Rewrite the data below, changing every "negative clicks" to "background clicks" and leaving all else unchanged. Omit the pictures from your answer.

**Source data**
++++++++
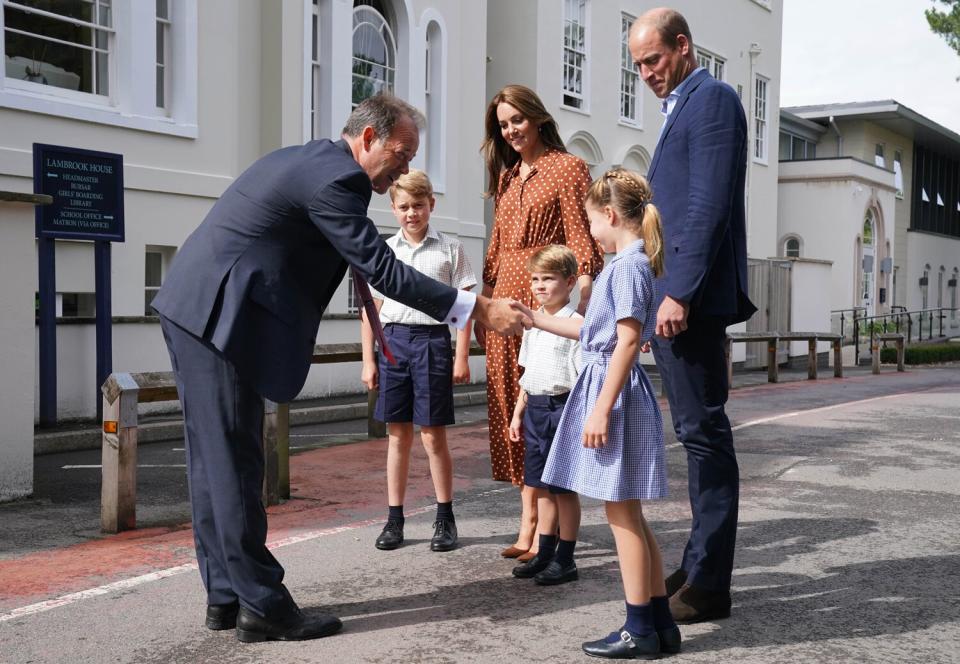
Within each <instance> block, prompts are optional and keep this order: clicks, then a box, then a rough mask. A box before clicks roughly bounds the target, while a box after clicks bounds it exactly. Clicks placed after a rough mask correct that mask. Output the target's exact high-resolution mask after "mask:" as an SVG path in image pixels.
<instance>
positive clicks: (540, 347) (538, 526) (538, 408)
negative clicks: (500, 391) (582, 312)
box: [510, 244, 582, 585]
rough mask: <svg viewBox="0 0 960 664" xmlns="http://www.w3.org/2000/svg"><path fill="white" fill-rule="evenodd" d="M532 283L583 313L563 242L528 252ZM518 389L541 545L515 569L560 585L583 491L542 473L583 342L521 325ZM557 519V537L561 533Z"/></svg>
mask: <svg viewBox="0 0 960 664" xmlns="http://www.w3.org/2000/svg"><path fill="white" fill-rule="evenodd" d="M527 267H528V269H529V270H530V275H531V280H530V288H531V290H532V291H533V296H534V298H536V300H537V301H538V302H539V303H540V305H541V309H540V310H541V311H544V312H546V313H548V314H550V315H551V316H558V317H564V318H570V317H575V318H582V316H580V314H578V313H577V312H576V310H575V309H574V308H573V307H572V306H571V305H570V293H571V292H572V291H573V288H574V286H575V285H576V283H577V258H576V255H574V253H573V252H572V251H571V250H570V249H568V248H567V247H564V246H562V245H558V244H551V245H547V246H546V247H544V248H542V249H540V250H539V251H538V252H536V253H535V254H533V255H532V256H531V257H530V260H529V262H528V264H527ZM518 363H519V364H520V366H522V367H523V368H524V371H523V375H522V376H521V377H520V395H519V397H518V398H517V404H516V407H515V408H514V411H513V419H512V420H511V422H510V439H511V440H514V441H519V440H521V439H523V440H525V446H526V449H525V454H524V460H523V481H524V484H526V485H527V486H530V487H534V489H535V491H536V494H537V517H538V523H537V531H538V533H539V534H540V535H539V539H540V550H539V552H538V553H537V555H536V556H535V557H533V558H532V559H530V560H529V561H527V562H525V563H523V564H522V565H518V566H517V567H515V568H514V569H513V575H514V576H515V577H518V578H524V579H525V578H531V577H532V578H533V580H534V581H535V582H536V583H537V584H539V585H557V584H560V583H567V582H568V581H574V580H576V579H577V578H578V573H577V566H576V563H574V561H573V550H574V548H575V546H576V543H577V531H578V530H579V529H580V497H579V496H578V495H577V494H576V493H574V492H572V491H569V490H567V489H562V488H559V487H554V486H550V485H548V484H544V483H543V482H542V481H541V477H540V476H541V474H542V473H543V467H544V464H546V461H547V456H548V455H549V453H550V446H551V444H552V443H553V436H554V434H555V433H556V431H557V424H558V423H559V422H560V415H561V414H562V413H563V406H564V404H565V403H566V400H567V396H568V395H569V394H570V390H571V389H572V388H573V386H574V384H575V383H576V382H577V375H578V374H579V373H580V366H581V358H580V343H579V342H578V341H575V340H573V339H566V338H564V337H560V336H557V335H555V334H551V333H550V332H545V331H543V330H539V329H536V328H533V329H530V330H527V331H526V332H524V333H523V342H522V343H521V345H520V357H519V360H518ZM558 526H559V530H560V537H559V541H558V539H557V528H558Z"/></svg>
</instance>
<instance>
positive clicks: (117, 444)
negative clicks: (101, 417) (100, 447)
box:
++++++++
**Answer to the problem**
Within each <instance> block, prompts are optional and keep this order: clicks, then a box, then a rough mask. A box before clicks roughly bounds the target, while a box after clicks bounds it exactly. Clicks placed after a rough mask correct that mask. Output the target's exact high-resolution mask after "mask:" as an SVG path in image pixels.
<instance>
positive clicks: (540, 347) (538, 526) (538, 408)
background clicks: (500, 391) (582, 312)
box: [510, 244, 582, 585]
rough mask: <svg viewBox="0 0 960 664" xmlns="http://www.w3.org/2000/svg"><path fill="white" fill-rule="evenodd" d="M532 283L583 313L563 242L528 252ZM518 389L541 545L515 569L560 585L583 491L542 473L583 342L521 325ZM557 519V537L561 533Z"/></svg>
mask: <svg viewBox="0 0 960 664" xmlns="http://www.w3.org/2000/svg"><path fill="white" fill-rule="evenodd" d="M527 267H528V269H529V270H530V275H531V280H530V288H531V290H532V291H533V296H534V298H536V300H537V301H538V302H539V303H540V305H541V309H540V310H541V311H544V312H546V313H548V314H550V315H551V316H558V317H564V318H570V317H575V318H582V316H580V314H578V313H577V312H576V310H575V309H574V308H573V307H572V306H571V305H570V293H571V292H572V291H573V288H574V286H575V285H576V283H577V258H576V255H574V253H573V252H572V251H571V250H570V249H568V248H567V247H564V246H562V245H558V244H551V245H547V246H546V247H544V248H542V249H540V250H539V251H538V252H536V253H535V254H533V255H532V256H531V257H530V260H529V262H528V264H527ZM518 363H519V364H520V366H522V367H523V368H524V371H523V375H522V376H521V377H520V395H519V397H518V398H517V404H516V407H515V408H514V411H513V419H512V420H511V422H510V439H511V440H514V441H519V440H521V439H523V440H525V446H526V449H525V454H524V460H523V481H524V484H526V485H527V486H530V487H534V489H535V491H536V494H537V517H538V523H537V531H538V533H539V534H540V535H539V539H540V550H539V552H538V553H537V555H536V556H535V557H533V558H532V559H530V560H529V561H527V562H525V563H523V564H522V565H518V566H517V567H515V568H514V569H513V575H514V576H515V577H518V578H524V579H525V578H531V577H532V578H533V580H534V581H535V582H536V583H537V584H539V585H557V584H560V583H567V582H568V581H574V580H576V579H577V578H578V573H577V566H576V563H574V561H573V550H574V548H575V546H576V543H577V531H578V530H579V529H580V497H579V496H578V495H577V494H576V493H574V492H572V491H569V490H567V489H562V488H559V487H554V486H550V485H548V484H544V483H543V482H542V481H541V477H540V476H541V474H542V473H543V467H544V464H546V461H547V456H548V455H549V453H550V446H551V444H552V443H553V436H554V434H555V433H556V431H557V424H558V423H559V422H560V415H561V414H562V413H563V406H564V404H565V403H566V400H567V396H568V395H569V394H570V390H571V389H572V388H573V386H574V384H575V383H576V382H577V375H578V374H579V373H580V366H581V358H580V343H579V342H578V341H575V340H573V339H566V338H564V337H560V336H557V335H555V334H551V333H550V332H545V331H543V330H539V329H536V328H533V329H530V330H527V331H526V332H524V333H523V342H522V343H521V345H520V357H519V360H518ZM558 526H559V530H560V537H559V541H558V539H557V528H558Z"/></svg>
</instance>
<instance>
positive clicks: (117, 444)
background clicks: (101, 417) (100, 447)
box:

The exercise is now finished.